● WORK REQUEST
Return the full set of entries exactly. Omit none.

(Source data)
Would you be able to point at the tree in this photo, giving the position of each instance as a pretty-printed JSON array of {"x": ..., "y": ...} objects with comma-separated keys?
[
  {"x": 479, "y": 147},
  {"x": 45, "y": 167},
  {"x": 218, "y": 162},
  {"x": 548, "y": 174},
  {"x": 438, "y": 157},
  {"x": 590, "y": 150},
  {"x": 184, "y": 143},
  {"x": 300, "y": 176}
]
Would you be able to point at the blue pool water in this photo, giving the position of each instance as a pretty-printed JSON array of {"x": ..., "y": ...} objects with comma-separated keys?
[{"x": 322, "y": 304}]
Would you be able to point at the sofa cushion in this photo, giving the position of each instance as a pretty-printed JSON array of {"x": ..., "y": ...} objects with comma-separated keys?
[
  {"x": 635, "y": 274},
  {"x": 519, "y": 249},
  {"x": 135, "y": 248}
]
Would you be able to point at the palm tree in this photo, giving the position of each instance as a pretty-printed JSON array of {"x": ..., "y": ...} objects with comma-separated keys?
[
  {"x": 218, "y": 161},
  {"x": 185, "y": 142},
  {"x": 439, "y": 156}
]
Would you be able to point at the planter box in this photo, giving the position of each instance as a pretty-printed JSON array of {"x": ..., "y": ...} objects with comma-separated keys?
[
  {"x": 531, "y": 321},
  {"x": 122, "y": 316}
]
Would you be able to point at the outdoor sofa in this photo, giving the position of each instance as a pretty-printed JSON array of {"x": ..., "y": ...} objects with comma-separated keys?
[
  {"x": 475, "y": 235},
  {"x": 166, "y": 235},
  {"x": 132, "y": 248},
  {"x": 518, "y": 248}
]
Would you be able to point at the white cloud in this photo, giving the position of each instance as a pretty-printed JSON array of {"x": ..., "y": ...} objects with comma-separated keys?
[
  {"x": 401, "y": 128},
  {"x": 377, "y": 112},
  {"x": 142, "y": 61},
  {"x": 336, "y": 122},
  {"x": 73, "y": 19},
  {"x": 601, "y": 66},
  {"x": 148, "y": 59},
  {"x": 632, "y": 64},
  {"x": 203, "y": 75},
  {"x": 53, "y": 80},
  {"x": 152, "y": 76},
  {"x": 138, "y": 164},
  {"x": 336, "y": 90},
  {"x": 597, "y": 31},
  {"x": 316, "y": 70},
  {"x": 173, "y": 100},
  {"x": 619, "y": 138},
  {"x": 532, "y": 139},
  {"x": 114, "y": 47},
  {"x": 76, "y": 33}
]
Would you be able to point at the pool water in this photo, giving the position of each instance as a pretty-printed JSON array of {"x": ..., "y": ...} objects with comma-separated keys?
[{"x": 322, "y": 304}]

● OUTPUT
Would you be able to point at the tree in this photo, giving the position of each instance as a pretty-printed JSON array of {"x": ..., "y": ...} objects with comma-separated keys?
[
  {"x": 479, "y": 147},
  {"x": 45, "y": 167},
  {"x": 218, "y": 162},
  {"x": 548, "y": 174},
  {"x": 438, "y": 157},
  {"x": 590, "y": 150},
  {"x": 184, "y": 143},
  {"x": 300, "y": 176}
]
Would you be able to point at the blue pool water in this photo, giving the position of each instance as a pretty-printed JSON array of {"x": ..., "y": ...} objects with comma-separated keys?
[{"x": 322, "y": 304}]
Would you be able to point at the sofa cushion in this photo, giving the position of each instance as a pretty-printed JSON array of {"x": ..., "y": ...} objects with comma-separated keys?
[
  {"x": 635, "y": 274},
  {"x": 519, "y": 249},
  {"x": 135, "y": 248}
]
Would you be able to point at the palm tree in this photo, giving the position of each instance as a pretty-printed JSON array of {"x": ..., "y": ...} objects with comma-separated keys?
[
  {"x": 218, "y": 161},
  {"x": 185, "y": 142},
  {"x": 439, "y": 156}
]
Would you be able to point at the planter box in this photo, giving the position of each instance as a pretty-printed JSON array of {"x": ..., "y": ...} objects with comma-separated keys?
[
  {"x": 531, "y": 321},
  {"x": 122, "y": 316}
]
Would you be able to point at the outdoor sofa in this photo, giving the position of each instance as a pretty-printed JSON array of {"x": ..., "y": ...} objects with comma-separated keys?
[
  {"x": 475, "y": 235},
  {"x": 166, "y": 235},
  {"x": 132, "y": 248},
  {"x": 518, "y": 248}
]
Would you be able to point at the white cloud in this photo, giving the position of each instance as a pretty-printed JSON array of {"x": ..., "y": ...} objects with comma-separated keys?
[
  {"x": 401, "y": 128},
  {"x": 377, "y": 112},
  {"x": 142, "y": 61},
  {"x": 336, "y": 122},
  {"x": 73, "y": 19},
  {"x": 601, "y": 66},
  {"x": 148, "y": 59},
  {"x": 632, "y": 64},
  {"x": 203, "y": 75},
  {"x": 53, "y": 80},
  {"x": 152, "y": 76},
  {"x": 138, "y": 164},
  {"x": 336, "y": 90},
  {"x": 597, "y": 31},
  {"x": 316, "y": 70},
  {"x": 173, "y": 100},
  {"x": 619, "y": 138},
  {"x": 532, "y": 139},
  {"x": 114, "y": 47},
  {"x": 76, "y": 33}
]
Would you be able to point at the pool water in this photo, giving the position of each instance as a pretty-printed JSON array of {"x": ..., "y": ...} objects with comma-separated keys?
[{"x": 322, "y": 304}]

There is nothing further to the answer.